*Problem requirements*.
List every line of the records below that contains the string "leopard".

A run of records:
★ ★ ★ ★ ★ ★ ★

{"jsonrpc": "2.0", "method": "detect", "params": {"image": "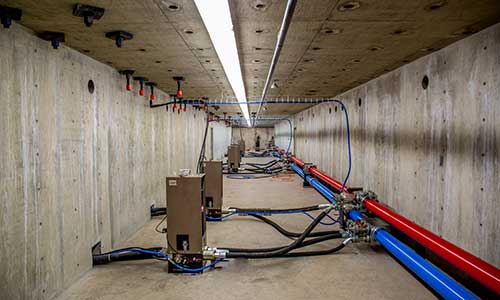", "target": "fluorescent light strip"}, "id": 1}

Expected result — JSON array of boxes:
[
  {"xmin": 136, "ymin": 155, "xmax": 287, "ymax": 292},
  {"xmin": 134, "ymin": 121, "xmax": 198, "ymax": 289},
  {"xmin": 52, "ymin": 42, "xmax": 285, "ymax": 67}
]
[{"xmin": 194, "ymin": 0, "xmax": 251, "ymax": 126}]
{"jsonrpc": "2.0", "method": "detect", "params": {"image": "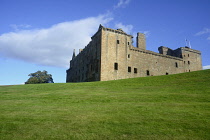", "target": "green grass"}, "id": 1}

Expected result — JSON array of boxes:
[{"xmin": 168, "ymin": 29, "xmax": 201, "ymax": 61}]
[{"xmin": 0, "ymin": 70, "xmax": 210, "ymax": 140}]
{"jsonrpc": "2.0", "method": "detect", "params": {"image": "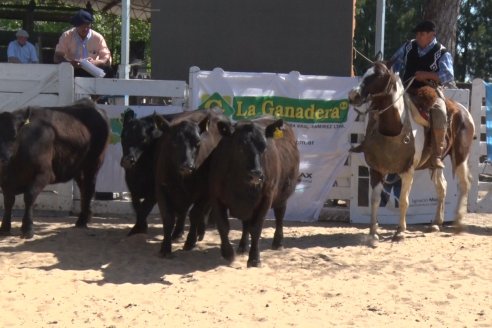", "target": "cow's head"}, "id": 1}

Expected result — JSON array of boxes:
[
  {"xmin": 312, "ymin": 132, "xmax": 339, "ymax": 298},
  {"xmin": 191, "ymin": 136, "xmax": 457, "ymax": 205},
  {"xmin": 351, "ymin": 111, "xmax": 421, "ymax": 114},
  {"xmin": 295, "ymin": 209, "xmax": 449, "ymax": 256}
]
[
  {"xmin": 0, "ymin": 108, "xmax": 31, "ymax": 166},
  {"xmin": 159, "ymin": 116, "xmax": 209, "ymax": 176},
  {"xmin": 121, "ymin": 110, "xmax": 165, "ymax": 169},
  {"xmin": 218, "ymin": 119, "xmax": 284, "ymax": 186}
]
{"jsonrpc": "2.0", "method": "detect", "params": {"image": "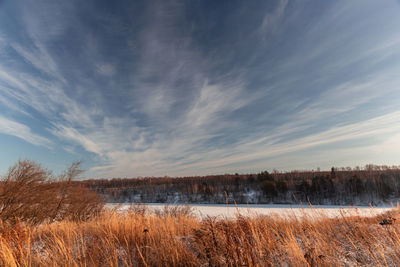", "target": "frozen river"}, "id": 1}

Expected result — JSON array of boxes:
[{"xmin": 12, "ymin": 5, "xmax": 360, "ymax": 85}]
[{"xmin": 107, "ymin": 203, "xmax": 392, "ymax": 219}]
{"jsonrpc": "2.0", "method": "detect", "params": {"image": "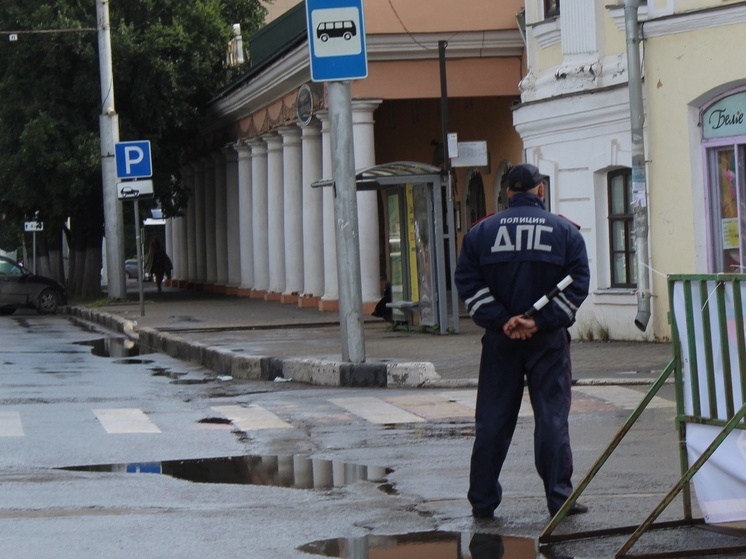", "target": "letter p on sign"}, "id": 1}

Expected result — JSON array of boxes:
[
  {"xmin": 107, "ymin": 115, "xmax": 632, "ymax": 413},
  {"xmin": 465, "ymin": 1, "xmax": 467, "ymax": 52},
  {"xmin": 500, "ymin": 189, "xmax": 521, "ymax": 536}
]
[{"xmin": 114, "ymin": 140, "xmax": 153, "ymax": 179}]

★ ★ ★ ★ ★ ★ ★

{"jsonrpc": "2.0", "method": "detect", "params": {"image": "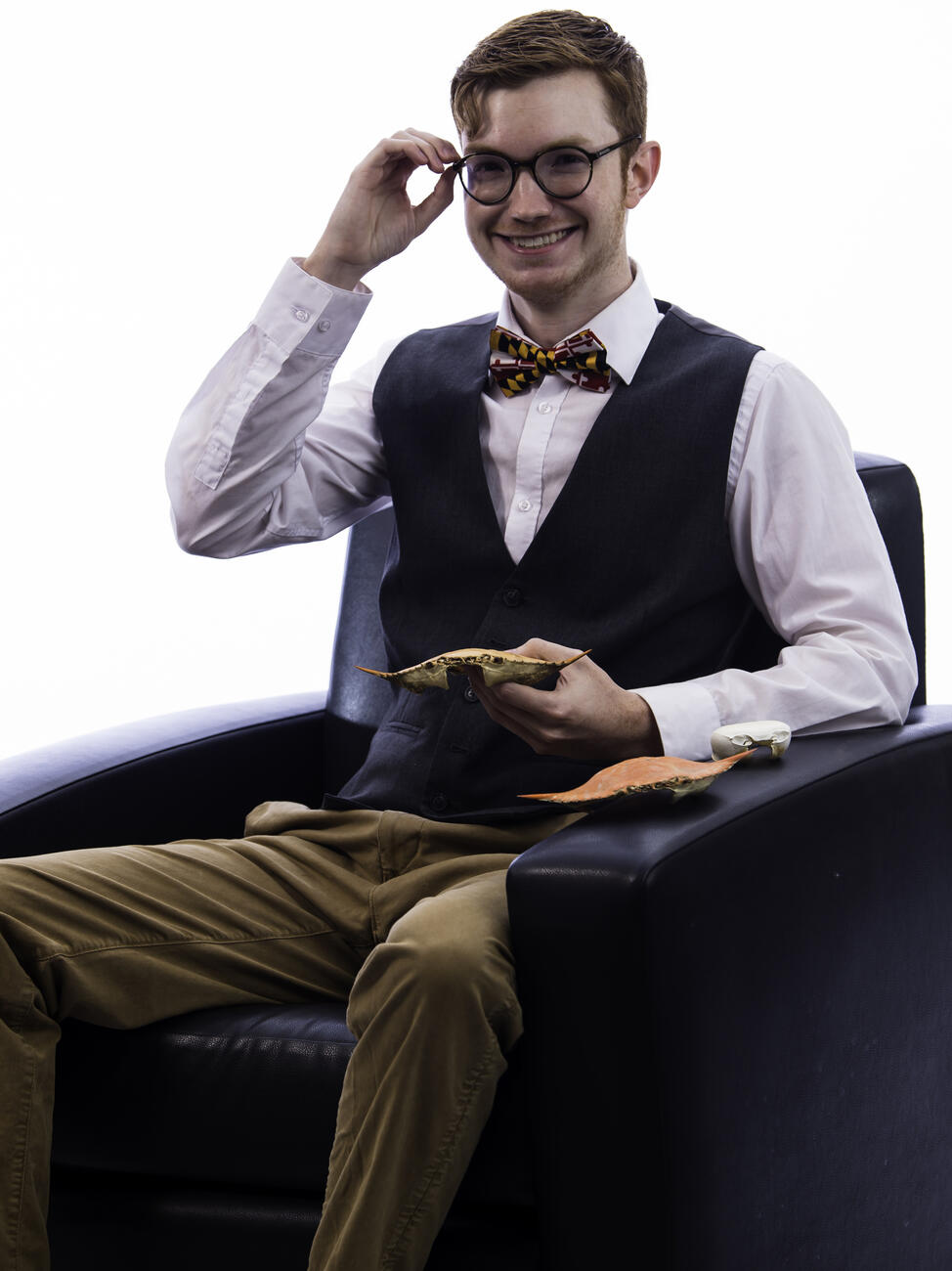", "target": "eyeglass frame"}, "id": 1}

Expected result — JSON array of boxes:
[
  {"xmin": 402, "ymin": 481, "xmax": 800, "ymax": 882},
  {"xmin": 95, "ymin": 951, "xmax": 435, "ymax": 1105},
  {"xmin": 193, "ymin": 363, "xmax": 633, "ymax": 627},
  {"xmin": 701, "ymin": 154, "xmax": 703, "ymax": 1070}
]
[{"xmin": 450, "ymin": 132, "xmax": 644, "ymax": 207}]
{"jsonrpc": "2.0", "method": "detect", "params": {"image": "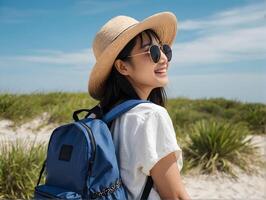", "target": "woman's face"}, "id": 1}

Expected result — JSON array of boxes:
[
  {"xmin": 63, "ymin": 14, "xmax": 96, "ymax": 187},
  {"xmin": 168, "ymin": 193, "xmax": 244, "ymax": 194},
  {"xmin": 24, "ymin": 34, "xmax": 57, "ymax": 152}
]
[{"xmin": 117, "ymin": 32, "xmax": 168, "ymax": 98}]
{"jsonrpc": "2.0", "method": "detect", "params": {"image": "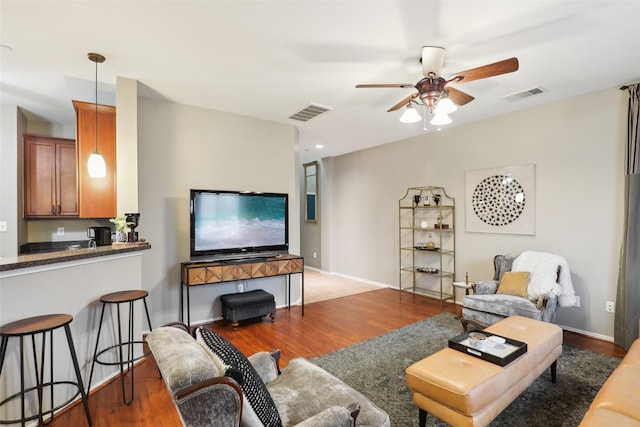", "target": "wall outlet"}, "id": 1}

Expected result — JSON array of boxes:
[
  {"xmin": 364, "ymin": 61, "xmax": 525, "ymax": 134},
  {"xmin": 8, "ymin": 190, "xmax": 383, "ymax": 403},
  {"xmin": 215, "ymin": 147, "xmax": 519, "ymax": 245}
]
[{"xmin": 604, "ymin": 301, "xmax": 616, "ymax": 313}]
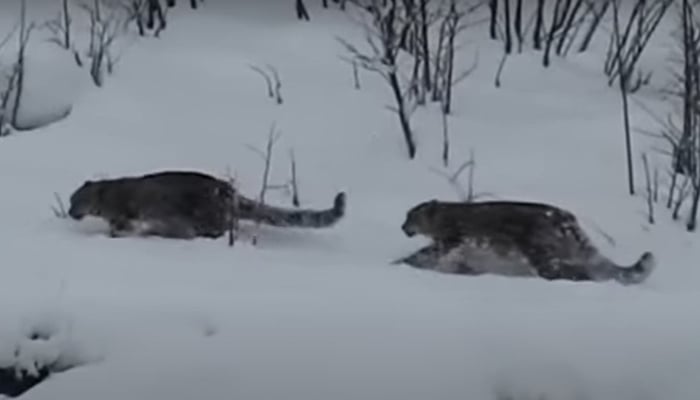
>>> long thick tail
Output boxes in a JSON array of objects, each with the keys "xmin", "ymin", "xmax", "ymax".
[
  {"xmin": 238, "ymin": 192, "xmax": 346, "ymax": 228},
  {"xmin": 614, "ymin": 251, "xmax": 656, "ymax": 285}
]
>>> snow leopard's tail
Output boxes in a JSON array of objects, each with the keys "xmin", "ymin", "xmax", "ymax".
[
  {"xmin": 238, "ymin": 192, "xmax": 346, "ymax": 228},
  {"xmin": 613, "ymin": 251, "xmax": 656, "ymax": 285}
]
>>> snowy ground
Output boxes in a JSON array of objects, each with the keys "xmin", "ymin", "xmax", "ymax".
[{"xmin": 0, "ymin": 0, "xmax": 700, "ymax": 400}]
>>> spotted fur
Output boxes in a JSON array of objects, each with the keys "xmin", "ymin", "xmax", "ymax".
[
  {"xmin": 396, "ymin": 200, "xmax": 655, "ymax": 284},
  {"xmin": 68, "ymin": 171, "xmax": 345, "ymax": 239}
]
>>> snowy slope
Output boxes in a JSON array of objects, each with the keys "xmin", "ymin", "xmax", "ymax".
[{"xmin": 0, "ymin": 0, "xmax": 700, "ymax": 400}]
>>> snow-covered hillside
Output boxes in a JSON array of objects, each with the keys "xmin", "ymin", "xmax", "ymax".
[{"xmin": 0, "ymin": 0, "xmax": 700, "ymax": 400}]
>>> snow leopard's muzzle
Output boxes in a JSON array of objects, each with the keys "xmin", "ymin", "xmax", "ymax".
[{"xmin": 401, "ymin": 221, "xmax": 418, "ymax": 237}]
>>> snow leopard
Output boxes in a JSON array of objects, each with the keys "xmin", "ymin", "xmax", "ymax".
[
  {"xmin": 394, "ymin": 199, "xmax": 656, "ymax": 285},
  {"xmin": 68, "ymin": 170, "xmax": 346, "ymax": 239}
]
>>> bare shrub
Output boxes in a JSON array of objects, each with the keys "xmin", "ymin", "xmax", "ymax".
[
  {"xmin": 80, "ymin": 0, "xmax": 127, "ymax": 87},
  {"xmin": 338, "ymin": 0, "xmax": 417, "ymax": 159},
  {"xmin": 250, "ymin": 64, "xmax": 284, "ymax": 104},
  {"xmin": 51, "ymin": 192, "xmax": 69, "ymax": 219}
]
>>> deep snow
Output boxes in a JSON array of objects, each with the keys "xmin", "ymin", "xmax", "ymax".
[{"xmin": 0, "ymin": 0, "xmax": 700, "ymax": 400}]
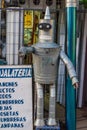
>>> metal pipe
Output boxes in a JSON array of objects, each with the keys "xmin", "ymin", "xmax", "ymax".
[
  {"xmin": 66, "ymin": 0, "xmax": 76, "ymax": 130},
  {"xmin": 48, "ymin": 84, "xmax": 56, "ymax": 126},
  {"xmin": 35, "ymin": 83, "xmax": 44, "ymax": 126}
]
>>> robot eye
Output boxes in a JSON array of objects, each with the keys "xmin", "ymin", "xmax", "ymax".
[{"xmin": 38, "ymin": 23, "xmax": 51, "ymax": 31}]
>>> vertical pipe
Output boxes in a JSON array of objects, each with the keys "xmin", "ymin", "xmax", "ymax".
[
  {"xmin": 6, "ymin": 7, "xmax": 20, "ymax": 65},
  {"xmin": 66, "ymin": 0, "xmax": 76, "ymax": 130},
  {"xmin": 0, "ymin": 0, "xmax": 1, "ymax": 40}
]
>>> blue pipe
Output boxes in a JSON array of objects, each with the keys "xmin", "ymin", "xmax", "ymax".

★ ★ ★ ★ ★ ★ ★

*Task result*.
>>> snow leopard's tail
>>> snow leopard's muzzle
>>> snow leopard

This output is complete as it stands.